Wenn am 23. April, wie seit 1995 üblich, der Welttag des Buches begangen wird, dann ist das Ende der Leipziger Buchmesse (LBM) 2025 mit ihren 296 000 Besucherinnen und Besuchern noch keine vier Wochen her. Entsprechend frisch ist die Erinnerung an Schlangen von hauptsächlich jungen und überwiegend weiblichen Menschen, die teils stundenlang geduldig darauf warteten, am Stand bestimmter Verlage in deren „New Adult“-Sortiment stöbern zu dürfen. Doch was versteht man darunter? Und was hat es mit dem Begriff „Young Adult“ (YA) auf sich?
Laut Thomas Koch, dem Pressesprecher des Börsenvereins des Deutschen Buchhandels, zielten YA-Titel auf eine jüngere Leserschaft ab, mit Protagonisten und Protagonistinnen meist im Teenageralter. Im Grunde also genau das, was bisher als klassisches Jugendbuch galt. „New Adult“ (NA) hingegen, so Koch, richte sich vor allem an junge Erwachsene, mit Protagonistinnen und Protagonisten in der Regel von 18 bis 30 Jahren. „Die meisten Genres werden aber nicht nur von einer bestimmten Zielgruppe gelesen“, fügt er hinzu.

•••••

→ AUFGABE A
Kopiere aus dem Text über Young Adult und New Adult wortgetreu den Abschnitt, der mit „Wenn am 23.“ beginnt und bis einschließlich „(YA) auf sich?“ reicht.
Der Text und die Zeilen hängen nicht miteinander zusammen.

→ VORHANDENE ZEILEN

•••••

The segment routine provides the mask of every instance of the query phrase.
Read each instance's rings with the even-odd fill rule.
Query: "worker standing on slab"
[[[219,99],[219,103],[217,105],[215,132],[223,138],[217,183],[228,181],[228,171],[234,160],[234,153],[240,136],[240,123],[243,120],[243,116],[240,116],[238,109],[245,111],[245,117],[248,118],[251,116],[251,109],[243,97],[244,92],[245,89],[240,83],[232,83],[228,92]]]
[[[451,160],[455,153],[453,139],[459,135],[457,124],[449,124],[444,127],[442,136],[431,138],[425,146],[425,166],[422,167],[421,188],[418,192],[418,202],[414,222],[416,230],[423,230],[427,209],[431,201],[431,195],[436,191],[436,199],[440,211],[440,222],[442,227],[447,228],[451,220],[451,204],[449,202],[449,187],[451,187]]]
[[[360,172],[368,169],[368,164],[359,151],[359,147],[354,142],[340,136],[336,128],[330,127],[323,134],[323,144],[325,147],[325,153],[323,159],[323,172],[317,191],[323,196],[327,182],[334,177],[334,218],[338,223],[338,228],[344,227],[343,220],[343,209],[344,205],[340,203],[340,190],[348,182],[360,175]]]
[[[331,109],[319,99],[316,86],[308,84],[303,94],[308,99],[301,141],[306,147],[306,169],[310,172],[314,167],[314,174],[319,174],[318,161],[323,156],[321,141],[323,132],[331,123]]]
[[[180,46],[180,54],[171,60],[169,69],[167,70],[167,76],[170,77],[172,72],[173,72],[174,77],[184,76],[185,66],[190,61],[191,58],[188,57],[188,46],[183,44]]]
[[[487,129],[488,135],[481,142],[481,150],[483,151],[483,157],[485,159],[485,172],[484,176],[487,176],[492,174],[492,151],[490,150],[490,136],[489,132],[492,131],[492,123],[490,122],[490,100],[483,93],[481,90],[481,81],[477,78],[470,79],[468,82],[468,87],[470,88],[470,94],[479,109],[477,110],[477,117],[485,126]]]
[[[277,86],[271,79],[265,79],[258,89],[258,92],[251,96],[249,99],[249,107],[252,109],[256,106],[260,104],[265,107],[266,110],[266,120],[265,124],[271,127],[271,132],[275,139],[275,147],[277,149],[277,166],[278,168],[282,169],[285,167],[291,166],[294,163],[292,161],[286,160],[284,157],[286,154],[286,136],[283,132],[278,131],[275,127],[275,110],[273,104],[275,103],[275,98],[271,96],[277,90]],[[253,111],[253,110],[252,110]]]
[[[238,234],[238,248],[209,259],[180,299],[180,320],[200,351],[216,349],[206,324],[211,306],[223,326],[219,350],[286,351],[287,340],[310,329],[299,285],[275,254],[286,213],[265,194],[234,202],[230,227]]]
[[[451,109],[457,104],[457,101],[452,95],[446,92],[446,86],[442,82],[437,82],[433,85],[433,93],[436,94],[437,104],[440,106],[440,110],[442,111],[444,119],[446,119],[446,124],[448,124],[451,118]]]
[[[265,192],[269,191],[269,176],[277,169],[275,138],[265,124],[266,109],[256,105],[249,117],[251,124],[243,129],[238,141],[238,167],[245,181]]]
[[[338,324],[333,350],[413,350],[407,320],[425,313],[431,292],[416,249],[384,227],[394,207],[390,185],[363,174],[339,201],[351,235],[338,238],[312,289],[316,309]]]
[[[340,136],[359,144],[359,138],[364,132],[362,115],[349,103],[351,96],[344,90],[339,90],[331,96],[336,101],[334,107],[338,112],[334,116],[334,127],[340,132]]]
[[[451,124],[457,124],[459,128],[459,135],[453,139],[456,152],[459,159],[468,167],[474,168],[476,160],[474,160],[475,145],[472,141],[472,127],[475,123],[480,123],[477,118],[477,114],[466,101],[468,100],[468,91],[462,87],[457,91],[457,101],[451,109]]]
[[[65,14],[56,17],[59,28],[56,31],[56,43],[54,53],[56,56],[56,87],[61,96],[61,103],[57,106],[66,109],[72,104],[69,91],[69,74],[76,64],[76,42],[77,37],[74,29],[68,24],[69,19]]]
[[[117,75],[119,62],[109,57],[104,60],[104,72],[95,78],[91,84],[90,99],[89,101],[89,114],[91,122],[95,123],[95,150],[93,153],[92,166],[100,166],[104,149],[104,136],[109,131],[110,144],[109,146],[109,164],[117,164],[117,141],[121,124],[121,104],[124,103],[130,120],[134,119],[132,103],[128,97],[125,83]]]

•••••

→ AUFGABE B
In wie vielen Zeilen steht das Wort „instance“? Achte auf Groß- und Kleinschreibung und nenn nur die Zahl.

→ ANTWORT A
Wenn am 23. April, wie seit 1995 üblich, der Welttag des Buches begangen wird, dann ist das Ende der Leipziger Buchmesse (LBM) 2025 mit ihren 296 000 Besucherinnen und Besuchern noch keine vier Wochen her. Entsprechend frisch ist die Erinnerung an Schlangen von hauptsächlich jungen und überwiegend weiblichen Menschen, die teils stundenlang geduldig darauf warteten, am Stand bestimmter Verlage in deren „New Adult“-Sortiment stöbern zu dürfen. Doch was versteht man darunter? Und was hat es mit dem Begriff „Young Adult“ (YA) auf sich?

→ ANTWORT B
2